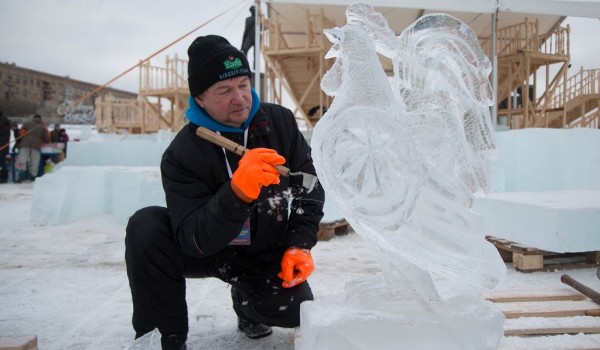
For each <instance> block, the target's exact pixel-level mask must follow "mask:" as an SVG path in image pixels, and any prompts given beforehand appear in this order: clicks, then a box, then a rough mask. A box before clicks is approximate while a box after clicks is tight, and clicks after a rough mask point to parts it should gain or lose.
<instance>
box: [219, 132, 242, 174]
mask: <svg viewBox="0 0 600 350" xmlns="http://www.w3.org/2000/svg"><path fill="white" fill-rule="evenodd" d="M217 134H219V135H221V133H220V132H219V131H217ZM247 143H248V129H246V130H244V148H246V144H247ZM221 149H222V150H223V155H224V156H225V165H226V166H227V172H228V173H229V178H230V179H231V176H232V175H233V172H232V171H231V165H230V164H229V161H228V160H227V151H226V150H225V147H221Z"/></svg>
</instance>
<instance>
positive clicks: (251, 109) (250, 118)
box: [185, 88, 260, 133]
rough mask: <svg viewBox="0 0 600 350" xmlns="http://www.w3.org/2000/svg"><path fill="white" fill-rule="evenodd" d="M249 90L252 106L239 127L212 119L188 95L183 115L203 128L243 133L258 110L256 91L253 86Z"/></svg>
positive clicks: (257, 103) (228, 131)
mask: <svg viewBox="0 0 600 350" xmlns="http://www.w3.org/2000/svg"><path fill="white" fill-rule="evenodd" d="M251 90H252V108H250V115H249V116H248V119H247V120H246V121H245V122H244V124H242V127H241V128H234V127H231V126H226V125H223V124H221V123H219V122H218V121H216V120H214V119H213V118H212V117H211V116H209V115H208V113H206V110H204V108H202V107H200V106H199V105H198V104H197V103H196V100H194V98H193V97H192V96H190V98H189V100H188V105H189V107H188V109H187V110H186V111H185V116H186V117H187V118H188V120H189V121H190V122H192V123H194V124H196V125H198V126H204V127H205V128H207V129H210V130H212V131H221V132H236V133H243V132H244V130H246V129H247V128H248V125H250V122H251V121H252V118H254V116H255V115H256V112H258V107H259V106H260V99H259V98H258V94H257V93H256V91H254V88H251Z"/></svg>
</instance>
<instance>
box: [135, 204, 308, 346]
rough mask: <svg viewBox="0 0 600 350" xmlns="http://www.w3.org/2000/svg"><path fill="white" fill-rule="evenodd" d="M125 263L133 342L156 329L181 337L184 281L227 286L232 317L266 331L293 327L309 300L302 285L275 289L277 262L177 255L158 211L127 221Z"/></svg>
mask: <svg viewBox="0 0 600 350" xmlns="http://www.w3.org/2000/svg"><path fill="white" fill-rule="evenodd" d="M125 261H126V263H127V276H128V277H129V286H130V288H131V296H132V299H133V320H132V321H133V328H134V329H135V331H136V337H140V336H142V335H143V334H145V333H147V332H150V331H151V330H153V329H154V328H156V327H158V329H159V330H160V332H161V334H163V335H168V334H177V333H185V334H187V331H188V314H187V304H186V299H185V283H186V282H185V279H186V277H187V278H205V277H216V278H219V279H220V280H222V281H224V282H227V283H229V284H231V286H232V301H233V308H234V310H235V312H236V313H237V314H238V316H241V317H245V318H247V319H249V320H251V321H253V322H255V323H262V324H266V325H270V326H278V327H287V328H291V327H297V326H298V325H299V324H300V303H302V302H303V301H305V300H312V299H313V295H312V292H311V289H310V286H309V285H308V283H307V282H304V283H302V284H300V285H298V286H296V287H293V288H283V287H281V279H280V278H279V277H277V273H278V272H279V271H280V263H281V257H278V258H276V259H275V260H273V261H272V262H268V263H265V262H264V261H260V260H258V259H256V258H254V257H251V256H247V255H244V254H241V253H239V252H236V251H234V250H232V249H229V248H225V249H223V250H222V251H220V252H219V253H217V254H214V255H211V256H209V257H205V258H193V257H190V256H186V255H183V254H182V253H181V252H180V251H179V249H178V248H177V247H176V245H175V242H174V241H173V235H172V233H171V227H170V223H169V217H168V215H167V209H166V208H162V207H147V208H143V209H140V210H138V211H137V212H136V213H135V214H134V215H133V216H132V217H131V218H130V219H129V222H128V224H127V235H126V238H125Z"/></svg>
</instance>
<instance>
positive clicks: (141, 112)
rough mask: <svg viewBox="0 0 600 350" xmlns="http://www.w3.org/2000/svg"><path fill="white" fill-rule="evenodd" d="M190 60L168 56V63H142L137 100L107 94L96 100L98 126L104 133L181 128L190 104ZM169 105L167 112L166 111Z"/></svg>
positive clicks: (148, 131)
mask: <svg viewBox="0 0 600 350" xmlns="http://www.w3.org/2000/svg"><path fill="white" fill-rule="evenodd" d="M187 63H188V62H187V60H183V59H180V58H179V57H177V55H175V56H174V57H173V58H170V57H169V56H167V58H166V66H165V67H157V66H152V65H151V64H150V62H149V61H148V62H146V63H143V62H140V64H139V68H140V78H139V97H138V100H136V101H132V100H122V99H115V98H113V97H107V98H104V99H99V100H97V101H96V128H97V130H99V131H102V132H117V131H119V130H126V131H127V132H129V133H152V132H157V131H158V130H160V129H170V130H172V131H178V130H179V129H181V127H183V125H185V123H186V120H185V109H186V108H187V103H188V96H189V90H188V84H187ZM164 106H166V107H167V108H168V111H167V112H165V111H163V107H164Z"/></svg>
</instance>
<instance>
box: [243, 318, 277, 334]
____
# Problem statement:
Repeat the listing above verbatim, but exclude the pictures it contains.

# Result for this task:
For each <instance> block, the target's exact pixel-level mask must follow "mask:" as an SVG path in image pixels, and any prompts given beforehand appear in this order: clicks, then a box, then a rough mask. A box before clicks is approximate while a box after clicks is tight, and clicks after a rough mask point to parts it should gain or lose.
<instance>
box: [219, 132, 242, 174]
mask: <svg viewBox="0 0 600 350" xmlns="http://www.w3.org/2000/svg"><path fill="white" fill-rule="evenodd" d="M217 134H219V135H221V133H220V132H219V131H217ZM247 143H248V129H246V130H244V148H246V144H247ZM221 149H222V150H223V155H224V156H225V165H226V166H227V172H228V173H229V178H230V179H231V176H232V175H233V172H232V171H231V165H230V164H229V161H228V160H227V151H226V150H225V147H221Z"/></svg>
</instance>
<instance>
positive clicks: (251, 109) (250, 118)
box: [185, 88, 260, 133]
rough mask: <svg viewBox="0 0 600 350" xmlns="http://www.w3.org/2000/svg"><path fill="white" fill-rule="evenodd" d="M249 90L252 106L239 127L212 119L188 95L183 115L203 128L243 133L258 110L256 91L253 86Z"/></svg>
positive clicks: (257, 103) (228, 131)
mask: <svg viewBox="0 0 600 350" xmlns="http://www.w3.org/2000/svg"><path fill="white" fill-rule="evenodd" d="M251 90H252V108H250V115H249V116H248V119H247V120H246V121H245V122H244V124H242V127H241V128H234V127H231V126H226V125H223V124H221V123H219V122H218V121H216V120H214V119H213V118H212V117H211V116H209V115H208V113H206V110H204V108H202V107H200V106H199V105H198V104H197V103H196V100H194V98H193V97H192V96H190V98H189V100H188V105H189V107H188V109H187V110H186V111H185V116H186V117H187V118H188V120H189V121H190V122H192V123H194V124H196V125H198V126H204V127H205V128H207V129H210V130H212V131H221V132H236V133H243V132H244V130H246V129H247V128H248V125H250V122H251V121H252V118H254V116H255V115H256V112H258V107H259V106H260V99H259V98H258V94H257V93H256V91H254V88H251Z"/></svg>
</instance>
<instance>
box: [135, 204, 308, 346]
rough mask: <svg viewBox="0 0 600 350" xmlns="http://www.w3.org/2000/svg"><path fill="white" fill-rule="evenodd" d="M125 263L133 342L156 329L181 337L184 281L227 286L232 317L266 331L293 327L309 300L302 285L275 289L277 262L177 255L158 211L127 221Z"/></svg>
mask: <svg viewBox="0 0 600 350" xmlns="http://www.w3.org/2000/svg"><path fill="white" fill-rule="evenodd" d="M125 261H126V263H127V276H128V277H129V286H130V288H131V296H132V299H133V320H132V321H133V328H134V329H135V331H136V337H140V336H142V335H143V334H145V333H147V332H150V331H151V330H153V329H154V328H156V327H158V329H159V330H160V332H161V334H163V335H168V334H177V333H185V334H187V331H188V314H187V304H186V299H185V283H186V282H185V279H186V277H187V278H205V277H216V278H219V279H220V280H222V281H224V282H227V283H229V284H231V286H232V301H233V308H234V310H235V312H236V313H237V314H238V316H241V317H245V318H247V319H249V320H251V321H253V322H255V323H262V324H266V325H270V326H278V327H287V328H291V327H297V326H298V325H299V324H300V303H302V302H303V301H305V300H312V299H313V295H312V292H311V289H310V286H309V285H308V283H307V282H304V283H302V284H300V285H298V286H296V287H293V288H283V287H281V279H280V278H279V277H277V273H278V272H279V271H280V263H281V257H278V258H276V259H275V260H273V261H272V262H268V263H265V262H264V261H260V260H258V259H256V258H254V257H251V256H247V255H244V254H241V253H239V252H236V251H234V250H232V249H229V248H225V249H223V250H222V251H220V252H219V253H217V254H214V255H211V256H209V257H205V258H193V257H190V256H186V255H183V254H182V253H181V252H180V251H179V249H178V248H177V247H176V245H175V242H174V241H173V235H172V233H171V227H170V223H169V217H168V215H167V209H166V208H162V207H147V208H143V209H140V210H138V211H137V212H136V213H135V214H134V215H133V216H132V217H131V218H130V219H129V222H128V224H127V235H126V238H125Z"/></svg>
</instance>
<instance>
positive clicks: (141, 112)
rough mask: <svg viewBox="0 0 600 350" xmlns="http://www.w3.org/2000/svg"><path fill="white" fill-rule="evenodd" d="M190 60L168 56V63H142L137 100L107 94L96 100L98 126L104 133L181 128L190 104ZM169 105L167 112L166 111Z"/></svg>
positive clicks: (148, 131)
mask: <svg viewBox="0 0 600 350" xmlns="http://www.w3.org/2000/svg"><path fill="white" fill-rule="evenodd" d="M187 63H188V62H187V60H183V59H180V58H179V57H177V55H175V56H174V57H173V58H170V57H169V56H167V58H166V66H165V67H157V66H152V65H151V64H150V62H149V61H148V62H146V63H143V62H140V64H139V68H140V78H139V97H138V100H136V101H132V100H122V99H115V98H113V97H107V98H104V99H99V100H97V101H96V128H97V130H99V131H102V132H117V131H119V130H126V131H127V132H129V133H152V132H157V131H158V130H160V129H170V130H172V131H178V130H179V129H181V127H183V125H185V123H186V120H185V109H186V108H187V103H188V96H189V90H188V84H187ZM164 106H166V107H167V108H168V111H167V112H165V111H163V107H164Z"/></svg>
</instance>
<instance>
box: [243, 318, 277, 334]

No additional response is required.